### Instruções
Diz se cada afirmação concorda com a crónica «Quantos são?», que está mais abaixo. Responde sim ou não e cita as palavras exatas do texto que o decidem. 1. A crónica saiu a 20 de março de 2023. 2. Na conversa, quem responde diz que não tem irmãos. 3. O autor afirma que há perguntas que têm resposta imediata.

### Texto fornecido
______
Diário do Alentejo

Crónica de Jorge Martins: Quantos são?

20 de março 2023 - 09:00
Ilustração | Susa Monteiro/ ArquivoIlustração | Susa Monteiro/ Arquivo

“O meu nome é saudade. Nasci quando alguém partiu sem avisar.”*

- Tens irmãos?

- Tenho.

- Ah. Não sabia. Quantos?

(pausa técnica para reflexão)

 

Há questões que nos são colocadas que são de resposta imediata. Óbvia. Sem espinhas, se quisermos.

 

Em bom rigor, esta é uma questão que, para a maioria das pessoas (ou pelo menos assim espero), não tem ciência. Admitindo que dependa da faixa etária dos interlocutores, naquela em que me insiro diria que assim será.
______
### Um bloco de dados
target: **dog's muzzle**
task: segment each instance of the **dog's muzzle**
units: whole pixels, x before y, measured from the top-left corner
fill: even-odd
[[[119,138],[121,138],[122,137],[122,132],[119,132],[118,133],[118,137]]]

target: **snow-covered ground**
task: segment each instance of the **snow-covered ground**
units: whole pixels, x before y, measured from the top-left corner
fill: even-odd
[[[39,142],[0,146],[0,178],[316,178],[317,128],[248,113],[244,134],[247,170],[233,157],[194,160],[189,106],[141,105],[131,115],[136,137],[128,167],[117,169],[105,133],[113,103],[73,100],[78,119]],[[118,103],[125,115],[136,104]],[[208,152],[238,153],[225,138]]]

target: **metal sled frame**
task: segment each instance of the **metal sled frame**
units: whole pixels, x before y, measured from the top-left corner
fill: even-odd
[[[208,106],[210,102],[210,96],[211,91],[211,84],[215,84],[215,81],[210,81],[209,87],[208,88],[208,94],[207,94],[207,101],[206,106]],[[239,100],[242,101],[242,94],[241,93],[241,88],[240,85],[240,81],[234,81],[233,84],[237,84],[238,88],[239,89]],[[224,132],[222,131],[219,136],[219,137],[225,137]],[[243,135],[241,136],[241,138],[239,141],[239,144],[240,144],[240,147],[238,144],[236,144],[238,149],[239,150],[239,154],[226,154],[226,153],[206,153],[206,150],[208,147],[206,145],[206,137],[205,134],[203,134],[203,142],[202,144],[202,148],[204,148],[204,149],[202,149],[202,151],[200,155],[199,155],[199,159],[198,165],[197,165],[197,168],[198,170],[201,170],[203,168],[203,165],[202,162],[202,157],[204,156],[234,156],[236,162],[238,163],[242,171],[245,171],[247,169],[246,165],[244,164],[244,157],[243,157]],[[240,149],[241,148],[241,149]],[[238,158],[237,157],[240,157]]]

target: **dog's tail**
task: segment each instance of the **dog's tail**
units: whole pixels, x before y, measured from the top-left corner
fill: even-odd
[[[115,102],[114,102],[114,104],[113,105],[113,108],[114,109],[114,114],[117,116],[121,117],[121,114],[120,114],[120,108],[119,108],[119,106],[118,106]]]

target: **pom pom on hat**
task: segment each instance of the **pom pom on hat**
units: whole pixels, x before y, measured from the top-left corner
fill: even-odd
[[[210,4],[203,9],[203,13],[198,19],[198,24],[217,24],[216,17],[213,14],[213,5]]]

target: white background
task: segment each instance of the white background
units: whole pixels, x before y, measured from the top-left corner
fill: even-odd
______
### Exercício resolvido
1. Sim: "20 de março 2023 - 09:00".
2. Não: "- Tenho."
3. Sim: "Há questões que nos são colocadas que são de resposta imediata."